Work instructions ->
[1] In the polyamory discussion, what ended the open relationship described in the final comment?
[2] From the polyamory discussion, write out the part that opens with "Polyamory: The Next" and closes with "gear! oh yeah!", substituting "primate" for "hamster".
>> begin Passage to read
Polyamory: The Next Sexual Revolution?

The human monkey is keyed for extinction

The scenario looks like a bad sociology project. The human hamster will think any living arrangement is acceptable as long as they are getting laid. This is not getting laid, this is getting screwed.

How do you know? Have you

How do you know? Have you tried it?

oh yeah

it certainly is the next sexual revolution and its kickin into high gear! oh yeah!

THE BOTTOM LINE: quality has

THE BOTTOM LINE: quality has always been achieved at the expense of quantity, because qantity delutes and inflates the quality.

I'm cool with it, but i wouldn't be happy with it in the long run.
As far as I am concerned it is not Love as I like to believe it, that's all.
It takes a very special genius of faith and devotion, and faith and devotion indeed have their own genius, to say to another, "I want to love you, in sickness and in health, though thick and thin and through the mundane times, forever, until the end of days! I'm asking you to be mine." It's more personal that way. And of course it is idealistic, and improbably, however, what. THE BOTTOM LINE: quality has always been achieved at the expense of quantity. But the truth is that most people neither have the taste nor the attention span to appreciate serious quality, and therefore polygamy is probably more suitable.

Polyamory

I was in an open-relationship with a man (Man A), who was also in open relationship with another woman. Me and the other girl knew about eachother and were strangely non-jealous and we both chatted every now and again. The 'affair' ended when I met someone I wanted to be exclusive with.
>> end Passage to read
>> begin Supplied material
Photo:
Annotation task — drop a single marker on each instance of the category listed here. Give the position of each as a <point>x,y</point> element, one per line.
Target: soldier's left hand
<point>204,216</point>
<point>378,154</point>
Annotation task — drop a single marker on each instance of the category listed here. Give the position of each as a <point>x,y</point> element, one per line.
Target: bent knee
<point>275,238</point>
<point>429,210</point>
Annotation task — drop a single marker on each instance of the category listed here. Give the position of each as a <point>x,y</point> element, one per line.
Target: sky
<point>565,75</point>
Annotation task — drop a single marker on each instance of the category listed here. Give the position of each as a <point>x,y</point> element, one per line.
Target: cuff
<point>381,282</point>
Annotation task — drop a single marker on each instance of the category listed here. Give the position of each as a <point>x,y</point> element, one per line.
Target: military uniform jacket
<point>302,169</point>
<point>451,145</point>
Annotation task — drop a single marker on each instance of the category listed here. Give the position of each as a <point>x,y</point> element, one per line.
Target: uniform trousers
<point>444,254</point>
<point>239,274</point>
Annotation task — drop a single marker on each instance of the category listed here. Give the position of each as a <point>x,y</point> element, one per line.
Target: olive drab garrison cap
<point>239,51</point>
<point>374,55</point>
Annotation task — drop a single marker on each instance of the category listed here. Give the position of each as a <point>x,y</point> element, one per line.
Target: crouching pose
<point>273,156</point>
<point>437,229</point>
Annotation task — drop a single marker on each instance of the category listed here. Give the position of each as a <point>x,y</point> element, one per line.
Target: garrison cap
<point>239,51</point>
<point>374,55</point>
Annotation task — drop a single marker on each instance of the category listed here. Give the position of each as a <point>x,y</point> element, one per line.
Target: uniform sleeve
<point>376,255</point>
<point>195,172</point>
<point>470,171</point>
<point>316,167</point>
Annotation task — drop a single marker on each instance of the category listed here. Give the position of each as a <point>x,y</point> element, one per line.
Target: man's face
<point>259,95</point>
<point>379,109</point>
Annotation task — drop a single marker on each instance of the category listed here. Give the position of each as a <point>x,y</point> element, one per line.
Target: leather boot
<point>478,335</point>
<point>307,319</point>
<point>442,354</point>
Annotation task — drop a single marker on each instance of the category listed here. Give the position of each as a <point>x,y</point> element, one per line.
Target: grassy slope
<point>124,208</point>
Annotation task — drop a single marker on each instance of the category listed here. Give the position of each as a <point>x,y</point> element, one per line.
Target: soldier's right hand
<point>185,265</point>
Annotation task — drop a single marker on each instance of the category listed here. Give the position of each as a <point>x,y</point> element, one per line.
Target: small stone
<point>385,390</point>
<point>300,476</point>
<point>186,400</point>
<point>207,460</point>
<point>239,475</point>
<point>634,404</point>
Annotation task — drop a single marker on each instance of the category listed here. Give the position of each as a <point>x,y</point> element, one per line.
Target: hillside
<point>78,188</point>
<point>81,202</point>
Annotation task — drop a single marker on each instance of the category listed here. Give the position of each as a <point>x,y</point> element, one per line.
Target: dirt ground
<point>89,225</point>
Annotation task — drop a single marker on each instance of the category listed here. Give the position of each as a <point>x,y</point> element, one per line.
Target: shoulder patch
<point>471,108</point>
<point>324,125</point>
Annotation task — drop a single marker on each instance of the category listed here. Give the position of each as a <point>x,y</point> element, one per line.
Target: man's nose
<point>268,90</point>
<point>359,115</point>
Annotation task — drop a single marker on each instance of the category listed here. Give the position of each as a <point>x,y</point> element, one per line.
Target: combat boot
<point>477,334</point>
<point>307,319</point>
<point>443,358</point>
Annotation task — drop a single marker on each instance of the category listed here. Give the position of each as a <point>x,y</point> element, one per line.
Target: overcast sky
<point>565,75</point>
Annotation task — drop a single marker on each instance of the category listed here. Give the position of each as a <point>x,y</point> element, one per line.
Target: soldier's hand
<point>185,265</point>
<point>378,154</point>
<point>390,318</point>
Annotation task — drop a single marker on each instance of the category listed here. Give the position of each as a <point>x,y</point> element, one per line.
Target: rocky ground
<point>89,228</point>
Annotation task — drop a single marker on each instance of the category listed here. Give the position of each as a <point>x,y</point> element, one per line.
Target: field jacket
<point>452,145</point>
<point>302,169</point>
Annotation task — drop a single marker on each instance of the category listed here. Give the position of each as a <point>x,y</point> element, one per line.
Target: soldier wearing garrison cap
>> end Supplied material
Responses by task ->
[1] It ended when the writer met someone they wanted to be exclusive with.

[2]
Polyamory: The Next Sexual Revolution?

The human monkey is keyed for extinction

The scenario looks like a bad sociology project. The human primate will think any living arrangement is acceptable as long as they are getting laid. This is not getting laid, this is getting screwed.

How do you know? Have you

How do you know? Have you tried it?

oh yeah

it certainly is the next sexual revolution and its kickin into high gear! oh yeah!